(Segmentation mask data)
* * * *
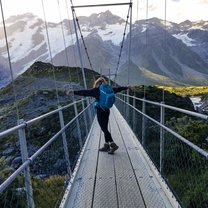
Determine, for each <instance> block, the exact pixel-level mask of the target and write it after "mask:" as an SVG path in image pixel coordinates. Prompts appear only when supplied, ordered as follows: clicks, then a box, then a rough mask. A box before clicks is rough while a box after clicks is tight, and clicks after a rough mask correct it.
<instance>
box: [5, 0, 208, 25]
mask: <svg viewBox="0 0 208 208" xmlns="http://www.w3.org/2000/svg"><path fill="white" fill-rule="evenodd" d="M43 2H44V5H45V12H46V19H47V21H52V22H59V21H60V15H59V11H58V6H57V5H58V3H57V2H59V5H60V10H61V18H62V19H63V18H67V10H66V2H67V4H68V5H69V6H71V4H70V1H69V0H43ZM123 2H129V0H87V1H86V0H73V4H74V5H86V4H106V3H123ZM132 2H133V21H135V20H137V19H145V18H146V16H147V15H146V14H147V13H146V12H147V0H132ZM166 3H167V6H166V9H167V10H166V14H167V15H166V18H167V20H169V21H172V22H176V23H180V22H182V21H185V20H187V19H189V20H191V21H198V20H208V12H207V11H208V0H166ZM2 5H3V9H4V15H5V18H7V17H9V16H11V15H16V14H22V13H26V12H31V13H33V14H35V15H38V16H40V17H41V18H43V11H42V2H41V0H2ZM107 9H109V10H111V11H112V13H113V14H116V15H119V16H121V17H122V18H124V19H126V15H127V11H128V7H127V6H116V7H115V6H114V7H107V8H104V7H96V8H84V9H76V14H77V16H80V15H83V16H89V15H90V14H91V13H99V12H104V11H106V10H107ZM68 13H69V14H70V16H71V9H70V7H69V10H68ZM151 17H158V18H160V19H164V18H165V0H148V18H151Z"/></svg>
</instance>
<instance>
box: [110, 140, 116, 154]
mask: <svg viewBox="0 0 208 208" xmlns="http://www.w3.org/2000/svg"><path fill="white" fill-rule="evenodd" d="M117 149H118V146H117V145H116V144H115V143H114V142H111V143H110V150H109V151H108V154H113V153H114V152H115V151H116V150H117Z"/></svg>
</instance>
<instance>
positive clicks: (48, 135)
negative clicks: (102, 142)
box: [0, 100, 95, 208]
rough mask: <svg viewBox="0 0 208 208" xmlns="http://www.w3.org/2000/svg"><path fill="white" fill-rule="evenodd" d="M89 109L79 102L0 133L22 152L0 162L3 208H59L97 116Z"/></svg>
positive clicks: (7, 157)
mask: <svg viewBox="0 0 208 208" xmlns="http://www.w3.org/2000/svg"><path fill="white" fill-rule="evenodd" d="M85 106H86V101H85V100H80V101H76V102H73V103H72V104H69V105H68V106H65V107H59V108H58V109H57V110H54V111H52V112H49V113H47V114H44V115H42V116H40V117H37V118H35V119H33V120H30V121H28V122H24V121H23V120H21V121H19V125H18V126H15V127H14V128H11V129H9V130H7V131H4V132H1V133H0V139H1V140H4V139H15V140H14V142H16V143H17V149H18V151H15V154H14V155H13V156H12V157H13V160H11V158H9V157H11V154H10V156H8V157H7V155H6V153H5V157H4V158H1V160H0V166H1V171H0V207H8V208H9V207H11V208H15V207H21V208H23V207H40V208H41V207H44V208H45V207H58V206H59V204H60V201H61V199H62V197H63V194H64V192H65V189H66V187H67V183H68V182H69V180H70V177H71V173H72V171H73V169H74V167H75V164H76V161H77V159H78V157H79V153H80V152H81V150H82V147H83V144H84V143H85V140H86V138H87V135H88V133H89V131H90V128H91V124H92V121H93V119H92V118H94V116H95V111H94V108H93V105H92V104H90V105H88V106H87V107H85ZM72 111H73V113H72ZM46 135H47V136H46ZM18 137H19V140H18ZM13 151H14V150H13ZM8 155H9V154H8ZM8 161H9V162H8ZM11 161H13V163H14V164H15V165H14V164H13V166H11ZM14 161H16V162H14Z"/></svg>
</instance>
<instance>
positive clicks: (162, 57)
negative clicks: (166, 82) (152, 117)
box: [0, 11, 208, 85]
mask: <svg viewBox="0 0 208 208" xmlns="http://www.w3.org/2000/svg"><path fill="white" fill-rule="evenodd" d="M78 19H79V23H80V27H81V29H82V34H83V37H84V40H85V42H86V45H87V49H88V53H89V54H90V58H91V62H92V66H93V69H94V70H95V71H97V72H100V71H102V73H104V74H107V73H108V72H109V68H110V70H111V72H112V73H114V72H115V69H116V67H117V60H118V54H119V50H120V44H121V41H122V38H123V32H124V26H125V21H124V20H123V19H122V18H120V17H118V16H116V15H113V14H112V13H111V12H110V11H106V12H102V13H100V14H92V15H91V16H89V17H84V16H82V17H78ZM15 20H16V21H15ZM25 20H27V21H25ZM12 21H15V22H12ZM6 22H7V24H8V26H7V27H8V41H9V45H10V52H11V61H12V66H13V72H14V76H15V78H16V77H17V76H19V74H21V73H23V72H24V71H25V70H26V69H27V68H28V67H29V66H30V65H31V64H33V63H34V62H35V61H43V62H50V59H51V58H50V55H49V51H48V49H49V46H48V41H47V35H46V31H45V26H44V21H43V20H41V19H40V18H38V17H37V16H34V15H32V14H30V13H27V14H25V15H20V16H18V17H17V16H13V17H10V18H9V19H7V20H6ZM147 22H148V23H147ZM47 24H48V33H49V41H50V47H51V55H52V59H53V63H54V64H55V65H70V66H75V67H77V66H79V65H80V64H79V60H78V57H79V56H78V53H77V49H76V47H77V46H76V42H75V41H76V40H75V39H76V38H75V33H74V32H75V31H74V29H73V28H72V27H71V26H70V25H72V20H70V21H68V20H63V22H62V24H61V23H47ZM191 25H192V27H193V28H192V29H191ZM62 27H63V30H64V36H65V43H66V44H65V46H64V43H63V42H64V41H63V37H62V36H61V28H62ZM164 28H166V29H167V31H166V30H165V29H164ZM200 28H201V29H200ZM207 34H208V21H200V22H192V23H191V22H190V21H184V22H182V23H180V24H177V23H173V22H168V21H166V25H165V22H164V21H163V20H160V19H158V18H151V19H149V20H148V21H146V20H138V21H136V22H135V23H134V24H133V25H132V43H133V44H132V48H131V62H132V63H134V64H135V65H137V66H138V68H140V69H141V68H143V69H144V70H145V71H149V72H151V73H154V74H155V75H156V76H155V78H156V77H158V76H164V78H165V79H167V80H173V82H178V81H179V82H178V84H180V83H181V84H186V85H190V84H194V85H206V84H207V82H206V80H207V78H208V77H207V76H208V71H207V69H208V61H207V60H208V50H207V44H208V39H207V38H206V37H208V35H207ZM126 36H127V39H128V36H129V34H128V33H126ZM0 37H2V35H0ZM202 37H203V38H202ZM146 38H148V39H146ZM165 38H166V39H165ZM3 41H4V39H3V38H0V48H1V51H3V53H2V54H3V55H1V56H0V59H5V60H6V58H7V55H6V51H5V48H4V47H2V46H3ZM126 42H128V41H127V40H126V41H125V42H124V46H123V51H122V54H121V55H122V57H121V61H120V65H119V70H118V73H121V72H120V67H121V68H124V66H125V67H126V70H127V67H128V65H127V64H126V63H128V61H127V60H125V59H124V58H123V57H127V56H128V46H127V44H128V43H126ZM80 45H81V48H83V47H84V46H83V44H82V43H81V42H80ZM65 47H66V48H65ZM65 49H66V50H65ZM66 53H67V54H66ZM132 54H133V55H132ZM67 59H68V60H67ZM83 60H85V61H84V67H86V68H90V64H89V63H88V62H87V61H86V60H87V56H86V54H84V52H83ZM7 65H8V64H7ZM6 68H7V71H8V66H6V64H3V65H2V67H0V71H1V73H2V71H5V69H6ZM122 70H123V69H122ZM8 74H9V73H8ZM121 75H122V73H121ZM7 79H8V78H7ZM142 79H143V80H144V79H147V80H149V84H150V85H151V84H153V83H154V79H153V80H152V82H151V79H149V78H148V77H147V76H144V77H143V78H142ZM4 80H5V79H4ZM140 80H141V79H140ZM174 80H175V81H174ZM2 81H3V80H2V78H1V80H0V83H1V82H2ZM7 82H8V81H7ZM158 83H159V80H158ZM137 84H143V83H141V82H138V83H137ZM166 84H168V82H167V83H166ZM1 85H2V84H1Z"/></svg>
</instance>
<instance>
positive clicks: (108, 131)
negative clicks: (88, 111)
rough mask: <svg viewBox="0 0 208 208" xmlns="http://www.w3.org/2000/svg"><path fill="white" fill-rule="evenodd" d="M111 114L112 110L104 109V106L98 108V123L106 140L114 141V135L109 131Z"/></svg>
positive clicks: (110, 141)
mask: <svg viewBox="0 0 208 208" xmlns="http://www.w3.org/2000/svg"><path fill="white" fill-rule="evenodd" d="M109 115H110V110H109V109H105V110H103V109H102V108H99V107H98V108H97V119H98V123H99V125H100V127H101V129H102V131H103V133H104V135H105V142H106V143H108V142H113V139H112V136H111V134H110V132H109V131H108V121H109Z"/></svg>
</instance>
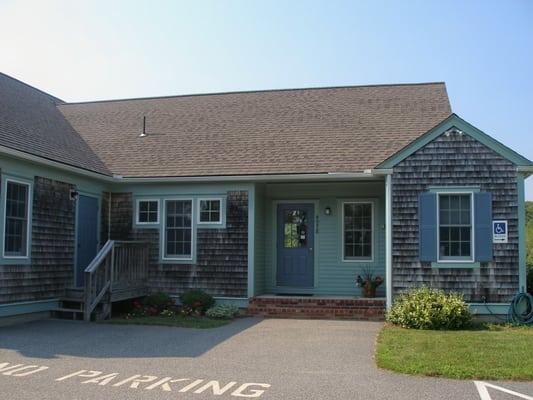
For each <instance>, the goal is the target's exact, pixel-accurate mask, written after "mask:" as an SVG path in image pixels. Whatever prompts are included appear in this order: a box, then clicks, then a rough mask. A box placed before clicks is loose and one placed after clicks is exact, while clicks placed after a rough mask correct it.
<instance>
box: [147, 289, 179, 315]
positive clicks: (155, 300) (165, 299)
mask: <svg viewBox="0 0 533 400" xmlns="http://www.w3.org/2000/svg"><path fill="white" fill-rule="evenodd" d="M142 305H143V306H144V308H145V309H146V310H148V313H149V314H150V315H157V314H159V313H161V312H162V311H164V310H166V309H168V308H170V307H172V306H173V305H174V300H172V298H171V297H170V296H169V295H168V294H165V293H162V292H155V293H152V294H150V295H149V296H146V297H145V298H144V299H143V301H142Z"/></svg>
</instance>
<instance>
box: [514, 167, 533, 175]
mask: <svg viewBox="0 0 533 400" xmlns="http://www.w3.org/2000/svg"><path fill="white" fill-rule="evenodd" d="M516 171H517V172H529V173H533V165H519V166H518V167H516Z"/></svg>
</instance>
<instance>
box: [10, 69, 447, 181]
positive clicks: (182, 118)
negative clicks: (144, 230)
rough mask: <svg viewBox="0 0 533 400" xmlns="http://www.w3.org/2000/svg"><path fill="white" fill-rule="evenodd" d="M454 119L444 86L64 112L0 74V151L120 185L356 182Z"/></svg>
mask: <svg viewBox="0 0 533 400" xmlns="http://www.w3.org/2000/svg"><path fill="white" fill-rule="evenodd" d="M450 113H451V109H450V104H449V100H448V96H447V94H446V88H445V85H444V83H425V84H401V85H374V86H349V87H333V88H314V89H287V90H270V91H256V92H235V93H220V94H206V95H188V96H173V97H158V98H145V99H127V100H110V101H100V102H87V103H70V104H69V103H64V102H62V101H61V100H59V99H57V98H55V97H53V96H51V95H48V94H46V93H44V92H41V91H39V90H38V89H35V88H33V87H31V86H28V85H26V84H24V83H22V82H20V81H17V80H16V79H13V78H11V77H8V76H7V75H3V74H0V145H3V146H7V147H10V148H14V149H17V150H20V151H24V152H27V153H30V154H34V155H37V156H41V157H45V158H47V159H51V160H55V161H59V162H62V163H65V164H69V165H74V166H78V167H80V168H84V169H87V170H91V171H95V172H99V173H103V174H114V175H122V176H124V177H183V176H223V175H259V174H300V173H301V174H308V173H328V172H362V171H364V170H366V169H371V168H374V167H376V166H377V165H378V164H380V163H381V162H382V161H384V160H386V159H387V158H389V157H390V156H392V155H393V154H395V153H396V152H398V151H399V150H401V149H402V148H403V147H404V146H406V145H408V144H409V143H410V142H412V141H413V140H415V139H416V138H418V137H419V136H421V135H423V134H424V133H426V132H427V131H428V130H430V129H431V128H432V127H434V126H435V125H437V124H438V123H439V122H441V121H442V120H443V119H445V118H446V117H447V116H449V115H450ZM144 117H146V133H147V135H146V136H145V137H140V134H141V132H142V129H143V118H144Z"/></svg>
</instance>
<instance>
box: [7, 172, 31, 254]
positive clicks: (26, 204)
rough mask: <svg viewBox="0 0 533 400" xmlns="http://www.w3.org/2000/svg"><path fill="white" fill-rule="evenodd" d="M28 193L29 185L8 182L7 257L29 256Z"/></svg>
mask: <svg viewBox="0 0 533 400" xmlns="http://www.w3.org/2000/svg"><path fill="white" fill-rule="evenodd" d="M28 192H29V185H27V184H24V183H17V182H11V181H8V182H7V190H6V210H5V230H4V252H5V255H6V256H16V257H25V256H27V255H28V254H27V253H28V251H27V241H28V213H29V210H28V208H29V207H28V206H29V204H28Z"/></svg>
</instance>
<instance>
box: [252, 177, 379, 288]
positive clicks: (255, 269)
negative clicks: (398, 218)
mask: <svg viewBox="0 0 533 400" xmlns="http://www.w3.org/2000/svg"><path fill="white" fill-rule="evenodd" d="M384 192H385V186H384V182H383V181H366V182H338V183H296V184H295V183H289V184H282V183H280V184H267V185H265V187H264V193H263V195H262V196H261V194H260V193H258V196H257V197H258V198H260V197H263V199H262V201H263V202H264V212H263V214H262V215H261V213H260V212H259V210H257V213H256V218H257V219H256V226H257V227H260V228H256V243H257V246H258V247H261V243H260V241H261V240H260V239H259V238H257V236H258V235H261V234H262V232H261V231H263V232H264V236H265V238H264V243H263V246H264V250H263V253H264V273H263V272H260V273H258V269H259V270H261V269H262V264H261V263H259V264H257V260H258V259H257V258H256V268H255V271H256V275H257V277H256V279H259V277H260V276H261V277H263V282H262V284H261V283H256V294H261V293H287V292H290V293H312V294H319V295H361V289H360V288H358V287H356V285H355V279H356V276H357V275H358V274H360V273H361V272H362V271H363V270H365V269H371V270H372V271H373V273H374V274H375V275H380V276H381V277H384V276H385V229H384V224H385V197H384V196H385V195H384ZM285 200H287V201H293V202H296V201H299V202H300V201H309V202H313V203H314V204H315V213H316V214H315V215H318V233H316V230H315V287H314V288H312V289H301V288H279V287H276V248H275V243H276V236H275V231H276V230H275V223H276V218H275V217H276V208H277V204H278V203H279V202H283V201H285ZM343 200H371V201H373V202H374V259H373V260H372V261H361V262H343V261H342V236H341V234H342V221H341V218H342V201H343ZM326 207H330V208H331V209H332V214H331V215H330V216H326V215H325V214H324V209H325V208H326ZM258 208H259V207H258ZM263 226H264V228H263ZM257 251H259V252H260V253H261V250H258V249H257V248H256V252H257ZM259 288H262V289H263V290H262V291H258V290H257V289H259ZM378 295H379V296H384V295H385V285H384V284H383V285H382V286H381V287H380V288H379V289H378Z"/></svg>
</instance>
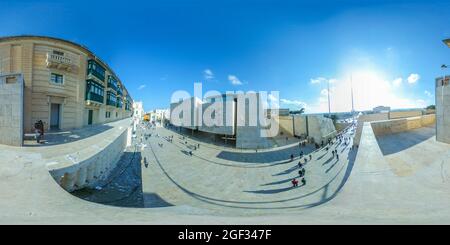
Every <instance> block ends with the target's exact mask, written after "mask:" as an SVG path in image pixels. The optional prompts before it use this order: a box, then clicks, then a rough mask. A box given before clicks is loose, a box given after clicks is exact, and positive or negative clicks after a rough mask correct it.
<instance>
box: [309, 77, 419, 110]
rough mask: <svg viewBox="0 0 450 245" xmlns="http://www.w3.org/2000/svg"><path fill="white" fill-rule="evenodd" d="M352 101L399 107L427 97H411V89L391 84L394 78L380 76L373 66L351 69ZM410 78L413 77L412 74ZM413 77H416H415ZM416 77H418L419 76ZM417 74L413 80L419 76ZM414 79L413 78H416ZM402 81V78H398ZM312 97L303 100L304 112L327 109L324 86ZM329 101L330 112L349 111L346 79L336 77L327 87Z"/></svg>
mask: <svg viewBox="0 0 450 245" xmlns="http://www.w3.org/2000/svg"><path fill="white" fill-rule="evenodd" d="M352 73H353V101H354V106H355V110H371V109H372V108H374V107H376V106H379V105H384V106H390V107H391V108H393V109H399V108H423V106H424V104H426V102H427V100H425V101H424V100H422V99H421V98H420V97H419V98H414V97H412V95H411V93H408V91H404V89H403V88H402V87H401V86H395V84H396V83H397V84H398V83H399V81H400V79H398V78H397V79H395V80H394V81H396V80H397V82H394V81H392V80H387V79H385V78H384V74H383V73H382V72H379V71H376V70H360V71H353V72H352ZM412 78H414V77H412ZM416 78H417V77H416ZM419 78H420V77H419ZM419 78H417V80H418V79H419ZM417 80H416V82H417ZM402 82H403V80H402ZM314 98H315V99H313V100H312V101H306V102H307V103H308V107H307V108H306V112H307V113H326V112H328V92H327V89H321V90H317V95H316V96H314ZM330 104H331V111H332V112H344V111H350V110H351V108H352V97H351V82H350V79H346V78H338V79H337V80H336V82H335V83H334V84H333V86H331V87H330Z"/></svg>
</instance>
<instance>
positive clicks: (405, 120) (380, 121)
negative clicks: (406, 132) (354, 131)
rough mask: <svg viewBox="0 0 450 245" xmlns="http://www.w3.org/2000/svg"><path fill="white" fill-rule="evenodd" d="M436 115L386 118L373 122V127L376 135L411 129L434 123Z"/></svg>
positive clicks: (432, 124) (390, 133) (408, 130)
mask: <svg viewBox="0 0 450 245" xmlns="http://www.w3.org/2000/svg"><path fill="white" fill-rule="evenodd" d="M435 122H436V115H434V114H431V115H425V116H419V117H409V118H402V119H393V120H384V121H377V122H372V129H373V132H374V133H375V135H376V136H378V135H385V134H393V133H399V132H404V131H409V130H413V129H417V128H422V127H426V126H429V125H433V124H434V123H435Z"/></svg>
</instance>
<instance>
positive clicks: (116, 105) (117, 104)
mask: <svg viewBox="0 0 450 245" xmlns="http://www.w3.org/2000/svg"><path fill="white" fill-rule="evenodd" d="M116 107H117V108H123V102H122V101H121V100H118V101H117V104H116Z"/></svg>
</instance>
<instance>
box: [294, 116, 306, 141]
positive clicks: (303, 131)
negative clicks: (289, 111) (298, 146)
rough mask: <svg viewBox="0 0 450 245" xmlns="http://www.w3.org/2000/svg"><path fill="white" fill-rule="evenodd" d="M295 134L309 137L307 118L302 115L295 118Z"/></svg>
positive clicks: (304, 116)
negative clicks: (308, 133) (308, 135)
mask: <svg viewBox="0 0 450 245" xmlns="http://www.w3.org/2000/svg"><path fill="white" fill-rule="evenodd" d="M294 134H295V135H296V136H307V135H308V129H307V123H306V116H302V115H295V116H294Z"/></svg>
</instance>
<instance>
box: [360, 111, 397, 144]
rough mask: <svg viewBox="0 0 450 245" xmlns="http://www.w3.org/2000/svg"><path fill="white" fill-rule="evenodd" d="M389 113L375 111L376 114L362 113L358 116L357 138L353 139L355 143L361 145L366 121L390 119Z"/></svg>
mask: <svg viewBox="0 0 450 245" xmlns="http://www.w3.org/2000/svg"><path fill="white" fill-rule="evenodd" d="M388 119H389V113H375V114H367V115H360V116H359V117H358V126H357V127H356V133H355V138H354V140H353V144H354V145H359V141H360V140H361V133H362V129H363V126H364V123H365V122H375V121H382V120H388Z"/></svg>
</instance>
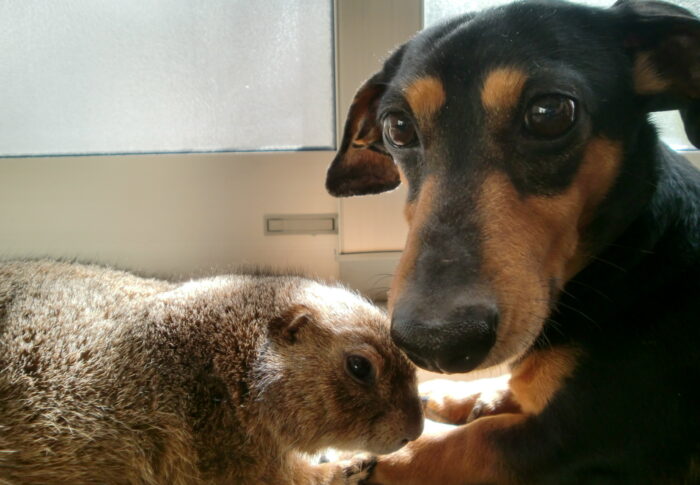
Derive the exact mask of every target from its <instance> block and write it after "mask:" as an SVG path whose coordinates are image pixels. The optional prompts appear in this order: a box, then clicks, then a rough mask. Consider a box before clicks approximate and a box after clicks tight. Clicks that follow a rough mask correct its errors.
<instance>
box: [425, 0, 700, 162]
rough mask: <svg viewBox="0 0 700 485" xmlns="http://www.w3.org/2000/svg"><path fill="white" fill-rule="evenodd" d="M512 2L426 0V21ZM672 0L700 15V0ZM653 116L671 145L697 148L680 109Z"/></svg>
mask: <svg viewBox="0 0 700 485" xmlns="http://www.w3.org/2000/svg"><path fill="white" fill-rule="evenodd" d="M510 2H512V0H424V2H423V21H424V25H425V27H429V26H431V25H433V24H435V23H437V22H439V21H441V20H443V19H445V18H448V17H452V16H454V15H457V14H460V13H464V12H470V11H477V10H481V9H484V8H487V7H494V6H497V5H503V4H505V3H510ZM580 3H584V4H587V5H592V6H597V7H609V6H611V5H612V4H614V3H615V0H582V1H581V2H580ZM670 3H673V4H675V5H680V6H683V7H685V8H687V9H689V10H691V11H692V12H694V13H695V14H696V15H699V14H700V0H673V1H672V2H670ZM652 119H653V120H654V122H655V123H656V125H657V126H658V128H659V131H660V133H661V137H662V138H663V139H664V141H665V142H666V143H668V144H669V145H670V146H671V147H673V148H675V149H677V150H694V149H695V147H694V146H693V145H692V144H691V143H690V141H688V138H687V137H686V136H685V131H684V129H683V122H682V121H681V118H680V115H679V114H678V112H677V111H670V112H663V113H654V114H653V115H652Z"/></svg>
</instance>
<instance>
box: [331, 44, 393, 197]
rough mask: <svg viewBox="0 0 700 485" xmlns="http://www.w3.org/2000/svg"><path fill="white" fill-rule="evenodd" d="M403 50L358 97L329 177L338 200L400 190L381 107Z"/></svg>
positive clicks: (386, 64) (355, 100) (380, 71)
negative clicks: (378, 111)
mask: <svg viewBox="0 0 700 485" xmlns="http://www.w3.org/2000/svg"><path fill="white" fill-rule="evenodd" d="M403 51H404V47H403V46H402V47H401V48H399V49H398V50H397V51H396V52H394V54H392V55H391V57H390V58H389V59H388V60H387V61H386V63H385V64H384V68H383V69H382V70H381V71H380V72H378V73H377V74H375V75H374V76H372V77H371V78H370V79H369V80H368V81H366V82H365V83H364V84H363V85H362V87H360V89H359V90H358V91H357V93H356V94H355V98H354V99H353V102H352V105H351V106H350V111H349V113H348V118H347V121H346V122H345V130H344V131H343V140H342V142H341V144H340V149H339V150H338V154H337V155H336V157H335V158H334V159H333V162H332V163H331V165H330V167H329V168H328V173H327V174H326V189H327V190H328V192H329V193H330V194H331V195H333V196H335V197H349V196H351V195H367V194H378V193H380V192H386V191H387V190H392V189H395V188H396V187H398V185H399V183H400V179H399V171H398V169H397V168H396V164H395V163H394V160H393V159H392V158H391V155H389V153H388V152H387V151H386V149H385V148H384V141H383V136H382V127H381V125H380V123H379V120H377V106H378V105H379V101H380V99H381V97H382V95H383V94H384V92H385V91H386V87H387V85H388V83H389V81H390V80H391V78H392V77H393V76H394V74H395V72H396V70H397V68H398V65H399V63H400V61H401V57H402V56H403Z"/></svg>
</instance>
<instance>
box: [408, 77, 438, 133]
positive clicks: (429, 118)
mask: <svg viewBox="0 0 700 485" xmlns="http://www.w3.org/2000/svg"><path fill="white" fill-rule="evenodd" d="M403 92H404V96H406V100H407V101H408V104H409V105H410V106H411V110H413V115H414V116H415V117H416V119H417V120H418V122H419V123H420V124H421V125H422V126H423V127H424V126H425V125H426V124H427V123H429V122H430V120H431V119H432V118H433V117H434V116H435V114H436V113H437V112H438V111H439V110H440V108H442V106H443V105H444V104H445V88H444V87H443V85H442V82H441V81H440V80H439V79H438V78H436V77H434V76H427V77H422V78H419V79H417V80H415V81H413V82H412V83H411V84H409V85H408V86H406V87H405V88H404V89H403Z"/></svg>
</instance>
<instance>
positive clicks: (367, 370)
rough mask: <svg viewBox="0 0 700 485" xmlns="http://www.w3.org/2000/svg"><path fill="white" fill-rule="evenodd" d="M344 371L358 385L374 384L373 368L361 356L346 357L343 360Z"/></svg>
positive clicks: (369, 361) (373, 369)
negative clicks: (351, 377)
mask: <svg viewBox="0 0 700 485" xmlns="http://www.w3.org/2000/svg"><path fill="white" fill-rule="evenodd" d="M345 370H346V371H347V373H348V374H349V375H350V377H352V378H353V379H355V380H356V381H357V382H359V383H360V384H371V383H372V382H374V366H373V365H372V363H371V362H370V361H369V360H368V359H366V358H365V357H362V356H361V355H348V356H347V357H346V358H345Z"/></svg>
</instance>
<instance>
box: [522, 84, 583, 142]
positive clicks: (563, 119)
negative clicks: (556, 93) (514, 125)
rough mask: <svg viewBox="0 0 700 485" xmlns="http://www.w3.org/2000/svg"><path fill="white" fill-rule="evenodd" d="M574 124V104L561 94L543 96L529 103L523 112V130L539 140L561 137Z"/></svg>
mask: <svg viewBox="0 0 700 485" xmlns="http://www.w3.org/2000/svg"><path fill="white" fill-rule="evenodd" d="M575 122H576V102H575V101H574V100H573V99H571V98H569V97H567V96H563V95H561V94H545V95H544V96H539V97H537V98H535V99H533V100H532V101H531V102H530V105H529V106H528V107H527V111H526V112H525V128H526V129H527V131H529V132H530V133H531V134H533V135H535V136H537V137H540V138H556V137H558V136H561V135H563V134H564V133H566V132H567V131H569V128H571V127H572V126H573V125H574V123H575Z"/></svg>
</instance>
* * * *
# WHAT NEEDS TO BE DONE
Reply with the count alone: how many lines of the records contain the string "while"?

# EXERCISE SOLUTION
2